# Filterstart



## Roeri (11. Feb. 2013)

Hallo,

welche Starter Bakterien könnt Ihr mir empfehlen???

mfg Roeri aus dem Harz


----------



## Ulli (11. Feb. 2013)

*AW: Filterstart*

Hallo Roeri,

momentan brauchst Du keinen Filter starten wollen, das Wasser ist zu kalt, es sei denn Du hast geheizt?
Ich habe die hier schon mal verwendet, Filter lief auch problemlos und relativ schnell an. Ob das an den Bakkis lag, weiß ich natürlich nicht.

Ich verwende generell Produkte dieser Firma sehr gerne, habe schon Futter, Medikamente und anderes gekauft, war bisher immer klasse!

http://koi-discount.de/teichpflege/bakterien/takazumi-shinji/takazumi-eco-nitrifix.html

Viele Grüße
Ulli


----------



## Nori (12. Feb. 2013)

*AW: Filterstart*

Ich verwende den Filterstarter von SÖLL - kostet so um die 12,- € und reicht für 15000 Liter.
Ich aktiviere meinen Filter aber erst wieder Anfang April - die erste Woche läuft auch kein UVC.
Das ist aber auch schon das einzige Pulverchen was ich ins Waser kippe ...


Gruß Nori


----------



## Roeri (12. Feb. 2013)

*AW: Filterstart*

Hallo,

Danke für die Antworten.
Will den Filter jetzt noch nicht starten geht mir darum dann das passende zu haben.
Danke nochmal


mfg Roeri aus dem Harz


----------



## Olli.P (12. Feb. 2013)

*AW: Filterstart*

Hi,

ich verwende *keine* Filterstarter............ 

Zum einen sollten im Teich selbst, nach dem letzten Umbau vor vier Jahren genug Anfangs Bakterien im Teich vorhanden sein, zum anderen bleiben die beiden Biokammern den ganzen Winter über mit Belüftung und Wasser gefüllt. So kann ich, wenn's den Winter über warme Phasen gibt, immer mit Max. 40% Leistung den Filter wieder in Betrieb nehmen.

Und bin mit dieser Lösung bislang gut gefahren!


----------



## I.koi (12. Feb. 2013)

*AW: Filterstart*

*Hi Roeri*

Ich würde keinen Starterbaktis empfehlen, diese sind zu Hoch konzentriert und die Kulturen sterben dir ab (Nahrungsmangel).

*Doch auch ich habe dir einen Tipp wie du dein Filter einfahren kannst ohne viel Aufwand:*

Was ein Filter benötigt sind so genannte Milchsäure- Hefe Bakterien, die dir die Nährstoffe aus dem Wasser holen.
Gleichzeitig verringern Sie aber auch Algenwachstum. Wichtig an dieser ganzen Filtereinfahrerei ist es, es langsam anzugehen wie Olli schon schrieb.

[ERFASSTE DATEN]
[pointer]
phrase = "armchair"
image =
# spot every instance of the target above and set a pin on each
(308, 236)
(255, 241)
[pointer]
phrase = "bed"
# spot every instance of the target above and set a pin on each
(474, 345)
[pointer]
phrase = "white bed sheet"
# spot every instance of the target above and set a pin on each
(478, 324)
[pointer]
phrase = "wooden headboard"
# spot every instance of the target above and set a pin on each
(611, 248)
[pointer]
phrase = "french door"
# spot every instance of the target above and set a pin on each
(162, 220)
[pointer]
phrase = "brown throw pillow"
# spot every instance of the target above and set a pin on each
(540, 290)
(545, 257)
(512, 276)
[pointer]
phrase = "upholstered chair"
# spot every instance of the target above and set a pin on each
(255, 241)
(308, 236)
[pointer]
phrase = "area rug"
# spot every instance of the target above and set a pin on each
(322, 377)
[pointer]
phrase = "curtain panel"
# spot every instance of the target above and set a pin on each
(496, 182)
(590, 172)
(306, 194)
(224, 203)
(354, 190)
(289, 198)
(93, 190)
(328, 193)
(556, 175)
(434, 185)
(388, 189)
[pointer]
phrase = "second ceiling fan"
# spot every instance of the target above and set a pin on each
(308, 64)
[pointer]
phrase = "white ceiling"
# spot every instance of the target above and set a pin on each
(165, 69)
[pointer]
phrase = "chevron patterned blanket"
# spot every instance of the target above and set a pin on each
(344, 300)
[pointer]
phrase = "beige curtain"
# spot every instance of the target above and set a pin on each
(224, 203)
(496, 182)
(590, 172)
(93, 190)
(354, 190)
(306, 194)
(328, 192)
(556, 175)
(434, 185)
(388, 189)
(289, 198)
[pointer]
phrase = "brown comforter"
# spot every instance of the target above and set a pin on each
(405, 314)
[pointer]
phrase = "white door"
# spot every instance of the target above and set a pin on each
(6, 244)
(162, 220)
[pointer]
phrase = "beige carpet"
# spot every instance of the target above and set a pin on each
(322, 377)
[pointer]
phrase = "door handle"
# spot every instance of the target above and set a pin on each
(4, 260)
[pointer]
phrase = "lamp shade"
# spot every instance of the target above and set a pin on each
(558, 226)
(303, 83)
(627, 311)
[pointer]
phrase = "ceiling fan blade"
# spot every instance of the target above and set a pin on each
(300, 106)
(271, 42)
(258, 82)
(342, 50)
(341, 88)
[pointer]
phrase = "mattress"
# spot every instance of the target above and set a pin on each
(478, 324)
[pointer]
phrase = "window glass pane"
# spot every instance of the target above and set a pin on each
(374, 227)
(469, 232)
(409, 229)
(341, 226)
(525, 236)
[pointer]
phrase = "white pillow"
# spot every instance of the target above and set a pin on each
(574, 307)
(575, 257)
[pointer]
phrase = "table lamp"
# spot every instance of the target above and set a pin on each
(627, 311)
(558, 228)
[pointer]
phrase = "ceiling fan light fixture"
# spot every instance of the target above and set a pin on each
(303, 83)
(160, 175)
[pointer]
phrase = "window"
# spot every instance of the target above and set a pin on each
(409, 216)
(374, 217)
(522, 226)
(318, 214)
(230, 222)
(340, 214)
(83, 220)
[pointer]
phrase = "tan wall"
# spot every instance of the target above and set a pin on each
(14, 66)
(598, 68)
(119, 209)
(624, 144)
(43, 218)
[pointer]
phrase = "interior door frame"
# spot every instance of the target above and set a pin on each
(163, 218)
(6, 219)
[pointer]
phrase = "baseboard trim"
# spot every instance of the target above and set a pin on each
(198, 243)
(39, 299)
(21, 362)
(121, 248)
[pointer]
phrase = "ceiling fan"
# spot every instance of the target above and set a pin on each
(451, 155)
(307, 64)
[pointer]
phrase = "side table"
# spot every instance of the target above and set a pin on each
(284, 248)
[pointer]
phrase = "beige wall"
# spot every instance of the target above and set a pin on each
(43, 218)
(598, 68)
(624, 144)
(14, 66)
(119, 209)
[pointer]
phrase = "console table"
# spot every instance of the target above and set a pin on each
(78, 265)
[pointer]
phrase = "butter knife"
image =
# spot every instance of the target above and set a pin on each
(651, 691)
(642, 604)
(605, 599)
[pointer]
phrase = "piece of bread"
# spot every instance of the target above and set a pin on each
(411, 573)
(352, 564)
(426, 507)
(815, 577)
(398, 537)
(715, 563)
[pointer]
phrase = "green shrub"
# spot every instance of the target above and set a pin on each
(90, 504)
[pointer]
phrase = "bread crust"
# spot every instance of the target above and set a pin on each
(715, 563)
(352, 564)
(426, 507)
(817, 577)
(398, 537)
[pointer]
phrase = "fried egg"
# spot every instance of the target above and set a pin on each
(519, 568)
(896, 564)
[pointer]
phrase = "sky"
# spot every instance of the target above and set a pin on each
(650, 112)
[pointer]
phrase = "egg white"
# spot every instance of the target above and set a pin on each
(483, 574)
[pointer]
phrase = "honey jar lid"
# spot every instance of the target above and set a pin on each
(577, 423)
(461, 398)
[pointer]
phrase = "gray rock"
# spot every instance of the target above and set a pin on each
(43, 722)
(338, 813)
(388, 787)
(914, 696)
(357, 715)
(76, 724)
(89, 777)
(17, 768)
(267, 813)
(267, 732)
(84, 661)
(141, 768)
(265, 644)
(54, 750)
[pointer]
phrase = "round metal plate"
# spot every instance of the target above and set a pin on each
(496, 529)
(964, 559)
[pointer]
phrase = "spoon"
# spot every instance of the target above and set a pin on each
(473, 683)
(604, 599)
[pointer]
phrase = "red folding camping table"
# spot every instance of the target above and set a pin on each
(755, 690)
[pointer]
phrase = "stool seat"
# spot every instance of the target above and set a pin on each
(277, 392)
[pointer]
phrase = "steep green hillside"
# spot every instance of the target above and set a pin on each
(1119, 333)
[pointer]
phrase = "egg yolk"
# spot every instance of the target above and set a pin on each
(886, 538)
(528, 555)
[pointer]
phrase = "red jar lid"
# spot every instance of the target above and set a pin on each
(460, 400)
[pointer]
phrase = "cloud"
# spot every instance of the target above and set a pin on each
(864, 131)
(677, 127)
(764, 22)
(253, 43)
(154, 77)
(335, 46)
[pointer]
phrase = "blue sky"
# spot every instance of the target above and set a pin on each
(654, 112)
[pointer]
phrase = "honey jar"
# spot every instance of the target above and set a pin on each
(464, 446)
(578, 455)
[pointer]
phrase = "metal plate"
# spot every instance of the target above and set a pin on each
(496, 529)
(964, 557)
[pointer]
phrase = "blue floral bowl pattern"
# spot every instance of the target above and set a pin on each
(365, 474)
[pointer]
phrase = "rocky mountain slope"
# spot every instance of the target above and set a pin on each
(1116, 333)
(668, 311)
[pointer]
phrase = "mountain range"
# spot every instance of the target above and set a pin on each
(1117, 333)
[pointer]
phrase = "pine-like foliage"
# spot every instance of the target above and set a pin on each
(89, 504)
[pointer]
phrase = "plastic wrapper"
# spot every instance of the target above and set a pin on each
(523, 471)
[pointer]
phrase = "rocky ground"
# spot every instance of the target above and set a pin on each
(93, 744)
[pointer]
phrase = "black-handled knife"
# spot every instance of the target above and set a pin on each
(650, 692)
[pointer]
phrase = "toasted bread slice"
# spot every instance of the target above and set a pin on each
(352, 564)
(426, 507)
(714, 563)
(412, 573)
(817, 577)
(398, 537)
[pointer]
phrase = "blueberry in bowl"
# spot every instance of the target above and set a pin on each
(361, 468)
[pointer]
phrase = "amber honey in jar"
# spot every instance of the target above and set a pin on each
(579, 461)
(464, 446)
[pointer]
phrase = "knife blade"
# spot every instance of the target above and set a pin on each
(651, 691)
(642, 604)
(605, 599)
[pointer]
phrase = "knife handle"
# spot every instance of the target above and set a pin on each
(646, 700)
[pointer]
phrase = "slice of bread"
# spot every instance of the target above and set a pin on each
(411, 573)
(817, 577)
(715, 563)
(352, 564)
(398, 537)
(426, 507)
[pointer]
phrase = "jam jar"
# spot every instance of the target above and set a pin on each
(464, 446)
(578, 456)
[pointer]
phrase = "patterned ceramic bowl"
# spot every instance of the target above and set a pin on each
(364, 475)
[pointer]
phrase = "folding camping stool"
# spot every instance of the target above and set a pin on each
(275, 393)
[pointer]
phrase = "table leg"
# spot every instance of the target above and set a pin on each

[AUFGABE] Prüfe, ob die Aussagen (a) bis (c) mit dem Forumsthread zum Filterstart übereinstimmen, und antworte jeweils mit Ja oder Nein samt den entscheidenden Worten aus dem Text als wörtlichem Zitat. (a) Nori nimmt den Filter erst Anfang April wieder in Betrieb. (b) Laut Nori reicht der Filterstarter von SÖLL für 12000 Liter. (c) Bei Olli.P bleiben die beiden Biokammern im Winter mit Belüftung und Wasser gefüllt. Die Datensätze braucht man hier nicht.

[BEARBEITETE AUFGABE]
(a) Ja: „Ich aktiviere meinen Filter aber erst wieder Anfang April“
(b) Nein: „kostet so um die 12,- € und reicht für 15000 Liter.“
(c) Ja: „zum anderen bleiben die beiden Biokammern den ganzen Winter über mit Belüftung und Wasser gefüllt.“